▶ **SET TASK A**
Name the posts the article says men were more likely to hold than women.

The community needs more women leaders – and many believe that our organisations should be held to account to achieve this, a communal survey has shown.
The research, published by the JLC’s Commission on Women in Jewish Leadership (CWJL), reveals a powerful call for change, with 83% of those questioned identifying a need for more women leaders. The CWJL is in the process of drafting recommendations for a final report, due in July.
Approximately one in every three men who responded to the survey was a communal lay leader as opposed to approximately one in every five women, meaning that, if our data is to be taken as representative, almost twice as many men as women fill the top posts in Jewish organisations.
More than half of the respondents (56%) supported the introduction of targets, which would oblige organisations to work towards having a specific number of senior posts filled by women. Quotas, a controversial measure which ensures that a certain percentage of posts are filled by women, were supported by more than a third (35%) of those surveyed. Eighty-eight per cent (and 90% of women) believe that women should be able to chair their synagogue board.
More than 1,600 people responded to the survey, which was conducted to understand how British Jews perceive gender equality in communal organisations, to quantify the problem and to collect opinions about and strategies for change. It was distributed to 66 Jewish communal organisations to send out to the public and the SurveyMonkey weblink was shared by hundreds of people across social media.
While three-quarters of the respondents were women, there was little difference between male and female responses – indicating that this is not solely an issue for women. The survey was, geographically and denominationally, broadly in line with the population.
Encouragingly, the survey found that an overwhelming majority of our community is volunteering. Three-quarters (75%) of our sample said they hold voluntary roles in the Jewish community and 32% said they hold one outside the community. However, the results also highlighted some key differences in the voluntary roles carried out by men and women. Across almost all sectors, there are far more women holding the position of sub-committee chair – typically a ‘hands on’ coordination role - than men. By contrast, men were more likely to hold the influencing, decision-making posts of organisational Chair, Vice-Chair, Trustee or Governor. This difference was most pronounced in synagogue bodies and welfare organisations. The only sector to show gender parity was that of arts and cultural organisations.

▶ **INPUT**

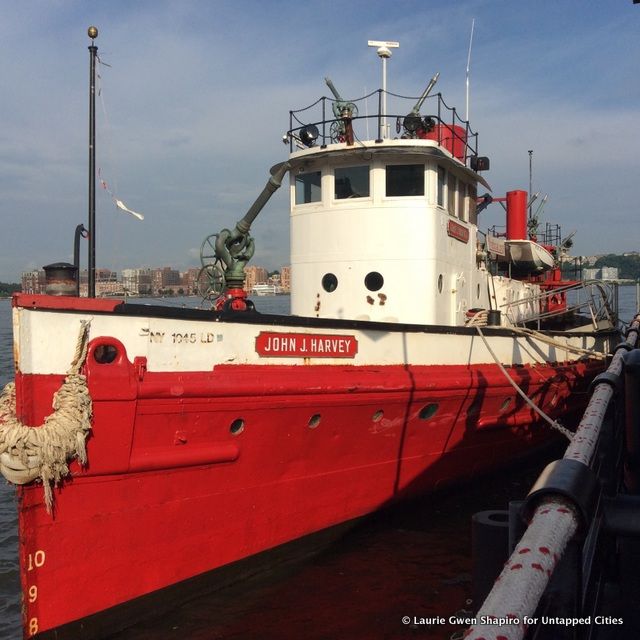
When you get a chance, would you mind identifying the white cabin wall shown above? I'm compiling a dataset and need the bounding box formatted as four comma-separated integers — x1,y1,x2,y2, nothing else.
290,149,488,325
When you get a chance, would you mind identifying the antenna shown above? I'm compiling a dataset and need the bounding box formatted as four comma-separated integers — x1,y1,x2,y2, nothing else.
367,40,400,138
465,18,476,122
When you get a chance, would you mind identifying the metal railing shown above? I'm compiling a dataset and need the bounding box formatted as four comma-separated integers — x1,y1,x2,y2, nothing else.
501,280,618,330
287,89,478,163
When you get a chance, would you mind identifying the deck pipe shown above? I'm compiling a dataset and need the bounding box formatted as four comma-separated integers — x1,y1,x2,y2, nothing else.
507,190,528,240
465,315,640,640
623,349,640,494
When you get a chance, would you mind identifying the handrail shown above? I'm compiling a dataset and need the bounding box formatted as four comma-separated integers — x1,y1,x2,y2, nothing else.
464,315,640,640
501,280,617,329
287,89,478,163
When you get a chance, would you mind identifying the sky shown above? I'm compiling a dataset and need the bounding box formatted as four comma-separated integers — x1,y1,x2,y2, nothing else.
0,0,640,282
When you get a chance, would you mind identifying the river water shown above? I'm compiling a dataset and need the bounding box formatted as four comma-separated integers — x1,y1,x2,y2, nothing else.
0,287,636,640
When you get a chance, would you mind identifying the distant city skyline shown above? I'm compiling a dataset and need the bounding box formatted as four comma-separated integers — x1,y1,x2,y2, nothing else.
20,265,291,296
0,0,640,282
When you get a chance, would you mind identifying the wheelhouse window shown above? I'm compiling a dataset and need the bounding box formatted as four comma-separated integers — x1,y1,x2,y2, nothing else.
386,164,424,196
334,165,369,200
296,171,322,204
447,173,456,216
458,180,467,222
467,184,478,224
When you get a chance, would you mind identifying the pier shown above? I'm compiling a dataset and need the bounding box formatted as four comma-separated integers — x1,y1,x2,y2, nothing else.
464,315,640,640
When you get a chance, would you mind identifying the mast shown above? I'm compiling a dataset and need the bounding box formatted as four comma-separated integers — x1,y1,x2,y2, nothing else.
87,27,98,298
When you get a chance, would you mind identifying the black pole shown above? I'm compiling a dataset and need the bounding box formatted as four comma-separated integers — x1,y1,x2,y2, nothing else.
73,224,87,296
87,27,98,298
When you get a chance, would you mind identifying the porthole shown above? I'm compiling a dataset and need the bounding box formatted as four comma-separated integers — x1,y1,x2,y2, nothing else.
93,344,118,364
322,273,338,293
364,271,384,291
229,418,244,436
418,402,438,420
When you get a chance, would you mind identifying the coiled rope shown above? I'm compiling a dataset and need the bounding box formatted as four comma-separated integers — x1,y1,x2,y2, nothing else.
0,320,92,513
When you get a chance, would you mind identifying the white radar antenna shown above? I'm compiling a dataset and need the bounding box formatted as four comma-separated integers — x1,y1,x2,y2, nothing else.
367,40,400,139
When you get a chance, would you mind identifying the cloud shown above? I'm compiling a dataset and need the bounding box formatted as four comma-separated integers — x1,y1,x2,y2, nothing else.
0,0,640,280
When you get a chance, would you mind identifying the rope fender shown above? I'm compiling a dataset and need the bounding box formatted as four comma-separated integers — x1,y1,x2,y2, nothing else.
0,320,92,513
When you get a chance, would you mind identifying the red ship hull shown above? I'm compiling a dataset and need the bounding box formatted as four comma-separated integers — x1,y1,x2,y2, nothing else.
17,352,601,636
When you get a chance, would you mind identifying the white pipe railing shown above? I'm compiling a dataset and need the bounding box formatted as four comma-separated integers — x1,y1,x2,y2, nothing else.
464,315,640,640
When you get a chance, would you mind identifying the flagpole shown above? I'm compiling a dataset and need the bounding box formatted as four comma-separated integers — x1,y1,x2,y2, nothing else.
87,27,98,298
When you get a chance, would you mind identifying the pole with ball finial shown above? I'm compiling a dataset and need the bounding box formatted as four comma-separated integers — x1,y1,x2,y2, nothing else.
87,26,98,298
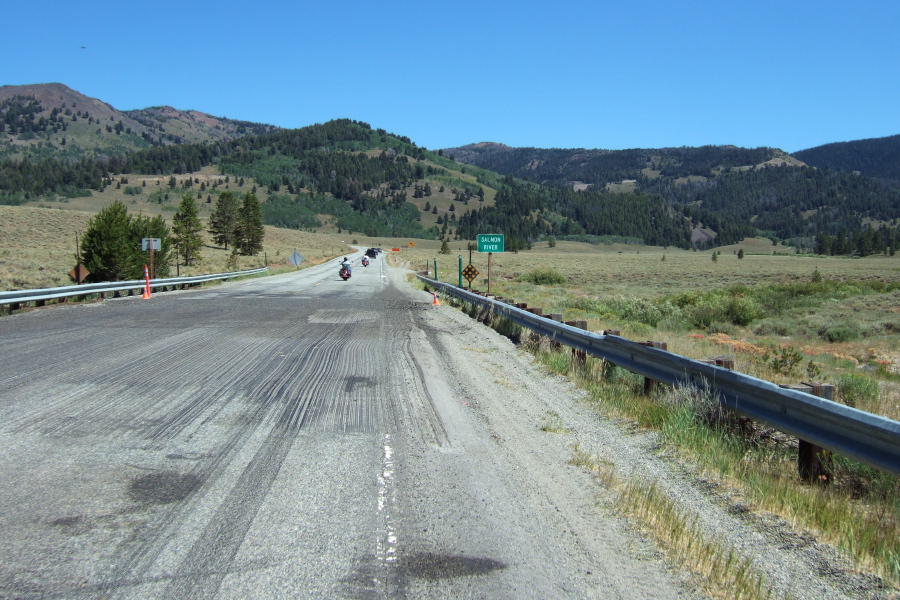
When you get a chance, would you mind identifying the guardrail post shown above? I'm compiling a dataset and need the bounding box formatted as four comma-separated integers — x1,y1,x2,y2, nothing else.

▶ **SET TASK B**
Turn the rows, from the first row up to and including the line with "290,149,488,325", into a JSON list of strings with one string per line. Skip blank lines and leave the pictures out.

▶ **EXERCISE ANSWER A**
Organisational Chair, Vice-Chair, Trustee, and Governor.

▶ **EXERCISE ANSWER B**
[
  "When you get a chance, would you mind identifying the white cabin wall shown above? I'm compiling a dataset and need the bounding box formatted as four comma-separated integers — x1,y1,x2,y2, nothing else.",
  "290,149,488,325"
]